§ Selected excerpt
In the June 1991 issue of the Piano Technicians Journal an article by Bill Spurlock describes a router jig for cleaning the notches. The jig below is an implementation of his excellent thinking.
The jig is used once the sides of the key top have been trimmed flush using a flush trimming bit. When trimming, the notch is left untouched, and a perfect notch is acheived with this jig. The router bit is a 1/2" spiral bit. The stop is 3/16" steel. When I first fabricated the jig I had no steel in the shop and tried a stop made of 1/8" brass. The brass flexed resulting in inaccuracies. The 5/8" hole in the stop was drilled to accept a bench dog for clamping. When I replaced the 1/8" brass stop with the 3/16" steel, I found that clamping was no longer necessary.
Preparing an old set of piano keys for new key tops is a critical operation. I designed and built this router jig to perform the operation of keytop planing with accuracy and speed. To preserve the geometry of the piano action, 1 mm will be planed from the key to account for the difference in thickness between the old ivory key top and the new plastic key top. This also produces a good flat glue surface for the new key top and a nice square notch at the rear for a professional appearance. The old ivories needed to be replaced because of extensive cracking, chipping, and missing pieces.

§ Material supplied
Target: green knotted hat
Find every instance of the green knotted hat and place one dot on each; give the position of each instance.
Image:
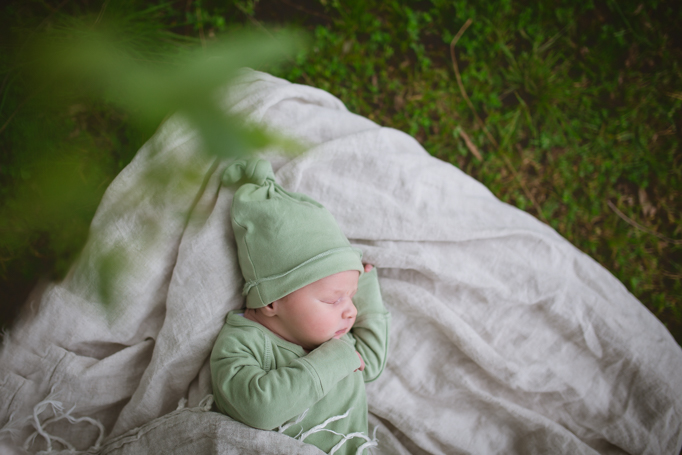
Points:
(284, 240)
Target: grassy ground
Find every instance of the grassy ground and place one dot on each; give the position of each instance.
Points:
(568, 110)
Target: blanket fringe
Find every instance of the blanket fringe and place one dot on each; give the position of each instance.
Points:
(369, 442)
(59, 413)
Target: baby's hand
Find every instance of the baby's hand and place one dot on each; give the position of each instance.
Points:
(362, 363)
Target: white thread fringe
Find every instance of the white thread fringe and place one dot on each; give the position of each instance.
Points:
(58, 414)
(369, 442)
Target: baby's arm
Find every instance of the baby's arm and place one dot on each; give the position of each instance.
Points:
(245, 390)
(371, 325)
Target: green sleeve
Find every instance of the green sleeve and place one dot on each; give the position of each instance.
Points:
(248, 391)
(372, 324)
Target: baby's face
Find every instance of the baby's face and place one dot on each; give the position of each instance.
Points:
(319, 311)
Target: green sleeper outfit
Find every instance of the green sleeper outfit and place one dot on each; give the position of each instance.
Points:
(266, 382)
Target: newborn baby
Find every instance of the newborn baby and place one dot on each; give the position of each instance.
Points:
(314, 329)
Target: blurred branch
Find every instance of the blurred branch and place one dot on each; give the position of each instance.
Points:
(461, 85)
(632, 222)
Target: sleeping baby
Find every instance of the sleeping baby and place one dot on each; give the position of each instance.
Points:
(314, 329)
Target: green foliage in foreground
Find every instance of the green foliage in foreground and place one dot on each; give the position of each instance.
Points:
(582, 101)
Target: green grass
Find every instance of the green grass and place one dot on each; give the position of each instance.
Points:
(582, 99)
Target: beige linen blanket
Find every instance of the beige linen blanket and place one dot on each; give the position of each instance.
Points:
(505, 338)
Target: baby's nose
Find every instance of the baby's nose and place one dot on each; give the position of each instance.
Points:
(349, 311)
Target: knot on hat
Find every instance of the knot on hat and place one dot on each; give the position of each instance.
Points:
(255, 171)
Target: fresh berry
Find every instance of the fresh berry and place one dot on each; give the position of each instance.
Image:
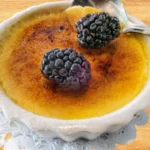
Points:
(66, 67)
(97, 30)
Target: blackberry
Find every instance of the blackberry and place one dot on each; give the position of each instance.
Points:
(66, 67)
(97, 30)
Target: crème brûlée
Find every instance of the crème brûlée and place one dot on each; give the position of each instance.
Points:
(119, 71)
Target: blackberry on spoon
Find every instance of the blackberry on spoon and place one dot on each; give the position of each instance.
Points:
(66, 67)
(97, 30)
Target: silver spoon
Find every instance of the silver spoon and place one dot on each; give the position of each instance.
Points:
(116, 8)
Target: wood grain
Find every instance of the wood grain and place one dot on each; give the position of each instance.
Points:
(138, 8)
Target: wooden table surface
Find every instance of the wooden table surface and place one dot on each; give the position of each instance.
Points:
(138, 8)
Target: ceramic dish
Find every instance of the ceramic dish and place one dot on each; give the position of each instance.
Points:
(69, 130)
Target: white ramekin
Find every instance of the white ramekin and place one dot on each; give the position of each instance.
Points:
(69, 130)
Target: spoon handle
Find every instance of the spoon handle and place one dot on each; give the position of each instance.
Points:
(137, 28)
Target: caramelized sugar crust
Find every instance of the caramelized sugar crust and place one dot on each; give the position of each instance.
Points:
(119, 71)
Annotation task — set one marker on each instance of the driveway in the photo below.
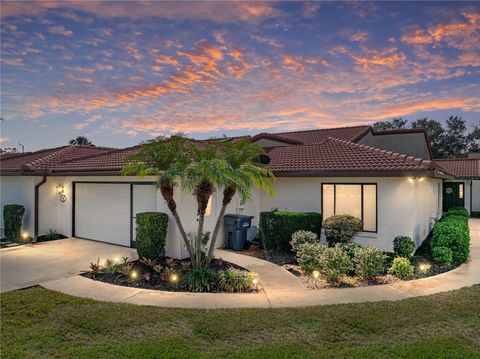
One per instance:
(38, 263)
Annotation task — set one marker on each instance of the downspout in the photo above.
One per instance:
(37, 188)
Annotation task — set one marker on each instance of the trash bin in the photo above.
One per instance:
(236, 227)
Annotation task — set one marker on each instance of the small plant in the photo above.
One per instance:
(302, 237)
(403, 246)
(148, 262)
(200, 279)
(350, 248)
(401, 268)
(234, 280)
(341, 228)
(442, 255)
(52, 234)
(309, 255)
(369, 262)
(334, 263)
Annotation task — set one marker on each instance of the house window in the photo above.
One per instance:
(358, 200)
(209, 210)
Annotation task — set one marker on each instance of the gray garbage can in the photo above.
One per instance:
(236, 227)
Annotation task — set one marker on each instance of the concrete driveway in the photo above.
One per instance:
(37, 263)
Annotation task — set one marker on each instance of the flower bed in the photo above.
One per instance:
(174, 275)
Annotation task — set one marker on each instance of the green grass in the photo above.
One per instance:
(38, 323)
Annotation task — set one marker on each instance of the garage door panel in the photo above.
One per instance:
(102, 212)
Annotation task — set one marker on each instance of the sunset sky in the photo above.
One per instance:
(123, 72)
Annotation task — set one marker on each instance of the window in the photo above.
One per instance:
(358, 200)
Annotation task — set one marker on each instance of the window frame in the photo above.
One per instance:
(361, 201)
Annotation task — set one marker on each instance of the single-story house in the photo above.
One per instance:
(388, 179)
(464, 190)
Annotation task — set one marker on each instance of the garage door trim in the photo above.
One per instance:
(131, 183)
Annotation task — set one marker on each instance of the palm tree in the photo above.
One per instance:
(246, 171)
(80, 141)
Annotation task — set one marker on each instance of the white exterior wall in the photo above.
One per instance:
(19, 190)
(405, 207)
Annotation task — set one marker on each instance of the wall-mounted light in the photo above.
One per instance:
(61, 193)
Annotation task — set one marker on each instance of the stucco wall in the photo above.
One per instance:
(405, 206)
(19, 190)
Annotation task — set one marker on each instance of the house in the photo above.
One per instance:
(388, 179)
(464, 190)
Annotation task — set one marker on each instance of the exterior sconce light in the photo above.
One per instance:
(61, 193)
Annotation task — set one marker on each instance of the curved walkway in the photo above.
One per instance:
(280, 288)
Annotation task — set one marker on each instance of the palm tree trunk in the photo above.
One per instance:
(167, 193)
(228, 194)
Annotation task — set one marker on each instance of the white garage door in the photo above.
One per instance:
(102, 212)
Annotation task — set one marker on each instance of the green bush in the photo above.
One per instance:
(151, 234)
(369, 262)
(309, 256)
(453, 235)
(302, 237)
(200, 279)
(457, 211)
(334, 263)
(341, 228)
(12, 220)
(401, 268)
(403, 246)
(277, 228)
(442, 255)
(234, 280)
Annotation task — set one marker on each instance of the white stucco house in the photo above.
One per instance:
(388, 179)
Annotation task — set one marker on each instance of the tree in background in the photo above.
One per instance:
(446, 142)
(80, 141)
(395, 124)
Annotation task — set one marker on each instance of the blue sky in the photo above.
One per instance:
(123, 72)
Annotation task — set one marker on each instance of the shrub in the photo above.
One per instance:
(309, 256)
(151, 234)
(457, 211)
(341, 228)
(453, 235)
(350, 248)
(302, 237)
(277, 228)
(334, 263)
(401, 268)
(403, 246)
(12, 219)
(369, 262)
(234, 280)
(200, 279)
(442, 255)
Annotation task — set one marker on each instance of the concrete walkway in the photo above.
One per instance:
(279, 287)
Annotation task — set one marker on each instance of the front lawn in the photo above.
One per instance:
(42, 323)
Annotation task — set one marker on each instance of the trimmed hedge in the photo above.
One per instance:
(277, 228)
(12, 219)
(151, 233)
(452, 233)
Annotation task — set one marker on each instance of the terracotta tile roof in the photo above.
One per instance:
(462, 167)
(48, 158)
(112, 161)
(339, 157)
(309, 137)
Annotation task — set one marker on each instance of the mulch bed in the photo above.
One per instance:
(148, 278)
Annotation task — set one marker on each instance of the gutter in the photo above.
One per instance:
(37, 188)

§ Exercise goal
Continue the passage about router jigs for piano key tops, starting right after its last sentence.

§ Response
The photo to the right shows the key after exiting the jig. Note that the clamping mechanism is a simple, quick lever which holds adequately and keeps the process moving. The loose plate between the key and lever is coated on the lever side with some beads of hot glue, to provide gripping surface that would not be present in the hard maple. The router bit is a 1-1/2 diameter flat cutting bit. Since the key is less than 1 inch across, this diameter provides a cutting surface for both left side and right side of the key. Order of operation is:
1) With jig against right shoulder insert into about 1/4 inch. move to the left to plane the front edge of of the key (and the existing key front).
2) Slide the sled in to plane the left side of the key.
3) Move the sled to the right, forming the nice edge at the back of the key.
4) Pull the sled out to plane the right side of the key.
This order of operation will provide for proper rotation orientation of the cutterhead and produce a splinter free surface.
The objectives of accuracy and speed are met. This set of 52 keys was planed in 45 minutes.
In my early years of woodworking and cabinet building, I spent a lot of time assembling things on the floor. I’d never worked in a professional shop, and I didn’t have the room for an assembly table. When I went to work in the ML Bigelow organ shop, our primary assembly table was a dead flat surface of 10′ X 5′. What a difference! With a dead flat surface, assembling cabinets to square is so much easier. With the work off the floor, assembly requires a lot less expressive language.
For my new shop, and especially for piano action regulation I wanted a nice assembly table, but also I wanted it to be adjustable in height. The pictures below show my creation.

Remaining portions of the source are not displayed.